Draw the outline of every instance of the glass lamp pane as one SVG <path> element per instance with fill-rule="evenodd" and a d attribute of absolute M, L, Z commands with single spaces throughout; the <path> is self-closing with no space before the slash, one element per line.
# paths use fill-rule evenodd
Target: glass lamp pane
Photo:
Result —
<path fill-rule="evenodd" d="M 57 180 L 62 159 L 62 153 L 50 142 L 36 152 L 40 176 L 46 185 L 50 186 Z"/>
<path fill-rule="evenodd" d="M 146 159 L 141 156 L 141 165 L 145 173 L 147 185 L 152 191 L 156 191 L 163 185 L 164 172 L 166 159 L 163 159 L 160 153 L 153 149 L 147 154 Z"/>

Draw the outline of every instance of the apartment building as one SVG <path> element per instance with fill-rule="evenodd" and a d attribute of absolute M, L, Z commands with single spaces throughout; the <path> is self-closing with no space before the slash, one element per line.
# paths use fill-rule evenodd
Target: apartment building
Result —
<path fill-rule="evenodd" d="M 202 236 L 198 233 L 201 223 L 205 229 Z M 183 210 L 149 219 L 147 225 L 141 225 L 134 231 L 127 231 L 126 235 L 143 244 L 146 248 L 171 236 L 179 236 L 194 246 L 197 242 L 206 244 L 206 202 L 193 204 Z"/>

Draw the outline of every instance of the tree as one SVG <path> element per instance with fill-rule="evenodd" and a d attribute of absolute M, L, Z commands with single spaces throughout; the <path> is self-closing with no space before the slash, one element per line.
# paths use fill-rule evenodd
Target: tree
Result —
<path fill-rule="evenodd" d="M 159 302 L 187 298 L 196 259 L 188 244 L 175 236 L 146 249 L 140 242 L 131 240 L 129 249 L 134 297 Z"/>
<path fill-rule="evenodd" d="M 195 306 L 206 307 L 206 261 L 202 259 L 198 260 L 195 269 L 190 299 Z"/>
===
Exercise aim.
Format every non-blank line of the records above as a Markdown table with two columns, Row and Line, where Row holds the line's sequential number and Line holds its text.

Full answer.
| Row | Line |
|---|---|
| 1 | Draw the outline of every instance of the glass lamp pane as one SVG <path> element per instance with fill-rule="evenodd" and a d attribute of absolute M, L, Z commands with single spaces throughout; the <path> is self-closing with no space before the slash, one element per line. |
| 2 | # paths use fill-rule evenodd |
| 3 | Target: glass lamp pane |
| 4 | Photo: |
| 5 | Result — |
| 6 | <path fill-rule="evenodd" d="M 57 180 L 62 159 L 62 153 L 50 142 L 36 152 L 40 176 L 46 185 L 50 186 Z"/> |
| 7 | <path fill-rule="evenodd" d="M 146 159 L 141 156 L 141 165 L 145 173 L 147 185 L 152 191 L 156 191 L 163 185 L 164 172 L 166 159 L 163 159 L 160 153 L 153 149 L 147 154 Z"/> |
| 8 | Draw the outline of every instance of the apartment building as one SVG <path> element per instance with fill-rule="evenodd" and a d attribute of absolute M, L, Z commands with single spaces throughout; the <path> is self-closing with no space before the slash, one element per line. |
| 9 | # paths use fill-rule evenodd |
| 10 | Target: apartment building |
| 11 | Result — |
| 12 | <path fill-rule="evenodd" d="M 202 236 L 198 233 L 201 223 L 205 229 Z M 183 210 L 149 219 L 147 225 L 141 225 L 134 231 L 127 231 L 126 235 L 143 244 L 146 248 L 171 236 L 179 236 L 194 246 L 197 242 L 206 244 L 206 202 L 193 204 Z"/> |
| 13 | Draw the outline of every instance of the tree as one SVG <path> element per instance with fill-rule="evenodd" and a d attribute of absolute M, L, Z commands with single spaces throughout; the <path> is self-closing with no space before the slash, one element per line. |
| 14 | # paths use fill-rule evenodd |
| 15 | Target: tree |
| 16 | Result — |
| 17 | <path fill-rule="evenodd" d="M 159 302 L 187 298 L 196 259 L 188 244 L 175 236 L 146 249 L 140 242 L 131 240 L 129 249 L 134 297 Z"/> |
| 18 | <path fill-rule="evenodd" d="M 195 306 L 206 307 L 206 261 L 202 259 L 198 260 L 195 269 L 190 299 Z"/> |